PROMPT:
Transcribe every record that appears below, exactly and in full.

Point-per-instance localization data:

★ ★ ★ ★ ★

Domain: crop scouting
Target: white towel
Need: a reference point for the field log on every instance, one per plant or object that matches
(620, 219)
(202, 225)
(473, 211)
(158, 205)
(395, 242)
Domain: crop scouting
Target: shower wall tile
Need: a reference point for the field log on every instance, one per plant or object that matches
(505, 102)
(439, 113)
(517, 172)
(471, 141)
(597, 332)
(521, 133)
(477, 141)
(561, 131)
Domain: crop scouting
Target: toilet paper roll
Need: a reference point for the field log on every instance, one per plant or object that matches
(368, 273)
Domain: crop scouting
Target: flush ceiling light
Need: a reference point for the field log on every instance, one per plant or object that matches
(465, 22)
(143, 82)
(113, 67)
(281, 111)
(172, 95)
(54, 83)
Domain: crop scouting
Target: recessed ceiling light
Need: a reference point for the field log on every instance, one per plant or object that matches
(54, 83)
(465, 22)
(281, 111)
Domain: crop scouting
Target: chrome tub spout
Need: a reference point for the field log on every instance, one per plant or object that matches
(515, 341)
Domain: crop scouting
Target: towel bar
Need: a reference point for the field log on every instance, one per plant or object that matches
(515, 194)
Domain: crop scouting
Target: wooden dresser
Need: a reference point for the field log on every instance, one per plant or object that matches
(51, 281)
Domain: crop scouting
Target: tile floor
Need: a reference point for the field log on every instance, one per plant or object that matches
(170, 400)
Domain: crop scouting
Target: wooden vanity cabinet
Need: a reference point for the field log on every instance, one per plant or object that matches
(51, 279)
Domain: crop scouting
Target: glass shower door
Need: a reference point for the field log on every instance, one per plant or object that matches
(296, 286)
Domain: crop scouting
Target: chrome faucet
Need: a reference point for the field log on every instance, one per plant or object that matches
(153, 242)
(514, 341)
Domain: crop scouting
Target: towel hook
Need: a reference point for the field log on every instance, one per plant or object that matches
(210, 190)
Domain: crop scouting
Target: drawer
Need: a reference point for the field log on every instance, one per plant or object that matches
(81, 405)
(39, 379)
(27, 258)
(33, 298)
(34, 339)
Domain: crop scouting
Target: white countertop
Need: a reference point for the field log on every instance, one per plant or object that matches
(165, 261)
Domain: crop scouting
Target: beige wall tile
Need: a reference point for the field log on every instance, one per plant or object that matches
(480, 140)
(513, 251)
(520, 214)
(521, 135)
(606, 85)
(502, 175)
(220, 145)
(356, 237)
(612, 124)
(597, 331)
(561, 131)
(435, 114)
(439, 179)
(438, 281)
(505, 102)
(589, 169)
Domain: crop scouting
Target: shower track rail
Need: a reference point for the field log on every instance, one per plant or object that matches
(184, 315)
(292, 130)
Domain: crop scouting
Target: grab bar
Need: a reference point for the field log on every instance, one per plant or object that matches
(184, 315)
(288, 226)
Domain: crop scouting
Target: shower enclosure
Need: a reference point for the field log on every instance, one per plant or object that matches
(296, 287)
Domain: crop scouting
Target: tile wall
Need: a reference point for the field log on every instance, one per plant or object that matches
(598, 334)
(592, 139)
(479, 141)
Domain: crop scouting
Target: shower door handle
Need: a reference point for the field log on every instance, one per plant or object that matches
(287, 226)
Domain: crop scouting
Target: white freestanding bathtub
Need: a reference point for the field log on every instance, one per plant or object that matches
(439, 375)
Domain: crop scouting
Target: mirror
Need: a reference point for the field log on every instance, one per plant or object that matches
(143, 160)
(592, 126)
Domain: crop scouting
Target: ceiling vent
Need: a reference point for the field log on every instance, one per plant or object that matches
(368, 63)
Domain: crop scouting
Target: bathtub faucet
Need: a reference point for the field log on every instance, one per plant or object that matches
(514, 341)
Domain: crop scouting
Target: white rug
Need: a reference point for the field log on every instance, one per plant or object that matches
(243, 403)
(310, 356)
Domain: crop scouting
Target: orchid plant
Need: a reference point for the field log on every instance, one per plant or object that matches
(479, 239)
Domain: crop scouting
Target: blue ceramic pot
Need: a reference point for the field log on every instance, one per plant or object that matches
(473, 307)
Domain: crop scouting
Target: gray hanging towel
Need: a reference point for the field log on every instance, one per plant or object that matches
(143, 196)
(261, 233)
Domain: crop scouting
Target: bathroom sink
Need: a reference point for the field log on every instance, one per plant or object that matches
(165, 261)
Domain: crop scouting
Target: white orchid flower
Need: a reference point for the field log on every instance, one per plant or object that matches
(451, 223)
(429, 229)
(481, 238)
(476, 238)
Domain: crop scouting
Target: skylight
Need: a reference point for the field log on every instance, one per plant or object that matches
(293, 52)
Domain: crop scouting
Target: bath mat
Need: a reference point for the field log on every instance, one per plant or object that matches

★ ★ ★ ★ ★

OUTPUT:
Domain: crop scouting
Target: white towel
Need: a reference point for the field log on every instance, one per plant or object that matches
(620, 219)
(202, 225)
(473, 211)
(158, 205)
(395, 242)
Domain: crop scouting
Target: shower wall tile
Need: a reference point for the field log on every instance, one per plant or object that matches
(505, 102)
(439, 113)
(517, 172)
(471, 141)
(597, 332)
(521, 133)
(477, 141)
(561, 131)
Domain: crop scouting
Target: toilet paper roll
Need: a reference point for the field log on every instance, one per plant or object that matches
(368, 273)
Domain: crop scouting
Target: flush ceiling light
Need: a reference point for the field log on every instance, one per plant or object that matches
(465, 22)
(143, 82)
(113, 67)
(281, 111)
(172, 95)
(54, 83)
Domain: crop scouting
Target: recessed ceiling light
Need: a reference point for the field log on every instance, one per plant or object that matches
(54, 83)
(465, 22)
(281, 111)
Domain: crop scouting
Target: chrome tub spout
Need: a reference point for the field log on every instance, one per plant or object that matches
(515, 341)
Domain: crop scouting
Target: towel bar
Need: a reference point for the field log on every instance, one per plant or object that matches
(515, 194)
Domain: crop scouting
Target: wooden dresser
Need: a reference point for the field log on every instance, one per plant or object that matches
(51, 281)
Domain: crop scouting
Target: tile floor
Need: a reference point for the field log on every instance, one per plant or object that matches
(170, 400)
Domain: crop scouting
Target: wooden vanity cabinet
Need: a reference point for the field log on every instance, one per plant or object that matches
(51, 279)
Domain: crop scouting
Target: glass shower door
Need: a reference point for the field log on every instance, one per plant or object that matches
(296, 286)
Domain: crop scouting
Target: chrome faucet
Need: a reference point for the field log on every instance, one per plant or object that matches
(153, 242)
(514, 341)
Domain: crop scouting
Target: towel hook
Need: a reference point for the field log on every instance, one per plant or object that matches
(210, 190)
Domain: crop scouting
Target: drawer
Need: a reference point for the field log on every instance, one per plant or object that matches
(81, 405)
(39, 379)
(27, 258)
(33, 298)
(34, 339)
Domain: crop scouting
Target: white countertop
Need: a reference point for the field log on every instance, one per plant or object that matches
(165, 261)
Domain: crop scouting
Target: beige wall tile
Need: a reference point for the field log on every instance, one per plant or object that matches
(480, 140)
(513, 251)
(520, 214)
(521, 135)
(606, 85)
(502, 175)
(220, 145)
(356, 237)
(612, 124)
(597, 331)
(561, 131)
(435, 114)
(439, 179)
(438, 281)
(505, 102)
(589, 169)
Domain: crop scouting
Target: shower track rail
Need: a reference point for the field log on every instance, one per plant or object that matches
(184, 315)
(292, 130)
Domain: crop scouting
Target: grab bar
Need: a reference point for the field log on every instance, one per plant or object that matches
(184, 315)
(288, 226)
Domain: crop scouting
Target: shower enclosure
Need: a reference point for the field log on every instance, one per plant or object that matches
(296, 287)
Domain: crop scouting
Target: tile wall
Need: a reference point for the field log on every instance, one per plant or object that matches
(598, 334)
(592, 139)
(479, 141)
Domain: crop scouting
Target: shower door handle
Need: a reference point for the field log on every instance, one per plant or object that matches
(287, 226)
Domain: crop scouting
Target: white freestanding bathtub
Need: a reference point for the field log on every instance, one per plant or object that matches
(439, 375)
Domain: crop scouting
Target: mirror
Need: a reference point for the field log on every instance, one per plant or object that matches
(143, 160)
(592, 126)
Domain: crop scouting
Target: ceiling vent
Need: a reference point for the field log on every instance, one per plant or object that matches
(368, 63)
Domain: crop scouting
Target: bathtub faucet
Need: a reference point for the field log on every instance, one per plant or object that matches
(514, 341)
Domain: crop scouting
Target: white rug
Need: a reference point for the field log on every instance, one per plant or object that matches
(243, 403)
(310, 356)
Domain: crop scouting
Target: orchid plant
Need: a reference point for the field log on every instance, one per plant or object that matches
(479, 239)
Domain: crop scouting
Target: blue ceramic pot
Need: a reference point for the field log on every instance, one per plant or object that matches
(473, 307)
Domain: crop scouting
Target: gray hanging towel
Need: a reference point for the field log on every instance, one per plant or object that matches
(143, 196)
(261, 233)
Domain: crop scouting
Target: bathroom sink
Need: a reference point for the field log on every instance, one per plant or object that matches
(165, 261)
Domain: crop scouting
Target: white orchid flower
Need: a reference point for the field log on every instance, one per plant or object that matches
(451, 223)
(429, 229)
(481, 238)
(476, 238)
Domain: crop scouting
Target: skylight
Need: a reference point for the field log on every instance, one per plant or object that matches
(293, 52)
Domain: crop scouting
Target: bath mat
Need: a reference point for the field log on every instance, one per plant or object that matches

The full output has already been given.